* **WHAT IS BEING ASKED**: Exactly the lines below, starting with the one containing "Target: brown dry soil" and going on through the one containing "Place a point on the pine", must be reproduced, both ends included, and no pictures with them.

(TASK INPUT)

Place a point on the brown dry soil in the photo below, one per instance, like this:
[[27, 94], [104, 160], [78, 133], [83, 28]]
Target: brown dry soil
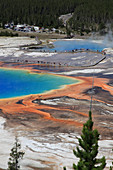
[[29, 113]]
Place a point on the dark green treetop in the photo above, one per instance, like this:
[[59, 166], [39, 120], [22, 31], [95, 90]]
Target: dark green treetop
[[15, 156], [88, 149]]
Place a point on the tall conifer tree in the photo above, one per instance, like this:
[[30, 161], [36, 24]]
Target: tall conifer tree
[[88, 149]]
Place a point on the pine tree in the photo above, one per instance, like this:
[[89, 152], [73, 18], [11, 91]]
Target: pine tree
[[88, 149], [15, 156]]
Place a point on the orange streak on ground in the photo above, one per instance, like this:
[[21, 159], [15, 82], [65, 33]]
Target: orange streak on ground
[[9, 106]]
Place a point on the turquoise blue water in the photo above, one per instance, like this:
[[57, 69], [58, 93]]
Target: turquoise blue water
[[14, 83], [69, 45]]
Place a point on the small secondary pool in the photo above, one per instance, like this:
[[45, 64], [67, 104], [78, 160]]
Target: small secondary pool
[[15, 83], [69, 45]]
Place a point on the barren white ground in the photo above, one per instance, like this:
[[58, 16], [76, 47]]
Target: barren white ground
[[42, 151]]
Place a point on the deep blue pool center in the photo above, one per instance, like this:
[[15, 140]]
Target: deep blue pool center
[[70, 45]]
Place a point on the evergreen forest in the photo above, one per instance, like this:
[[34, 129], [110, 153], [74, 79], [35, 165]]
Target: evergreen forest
[[88, 15]]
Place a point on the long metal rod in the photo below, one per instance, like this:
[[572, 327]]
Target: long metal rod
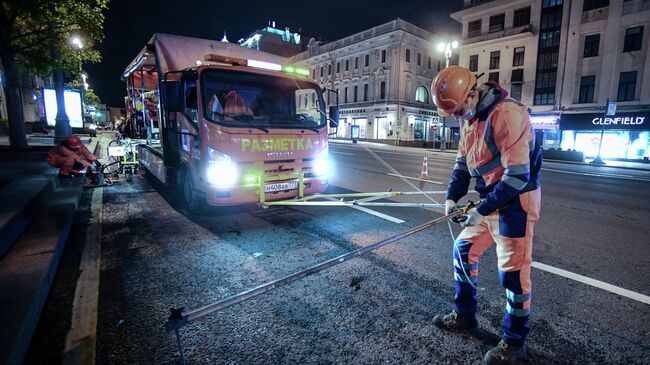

(End TASK INPUT)

* **EXPECTED ANSWER**:
Target: brown dry soil
[[29, 113]]
Place a point on the dark green treetop in the photo above, one per instance, like this:
[[59, 166], [39, 120], [22, 31], [95, 90]]
Target: dark green treetop
[[15, 156], [88, 149]]
Place a point on the tall conifer tree in the photo above, one per instance, like this:
[[30, 161], [36, 24]]
Target: tall conifer tree
[[88, 149]]
Place a point on the pine tree in the photo above, one per instance, like this:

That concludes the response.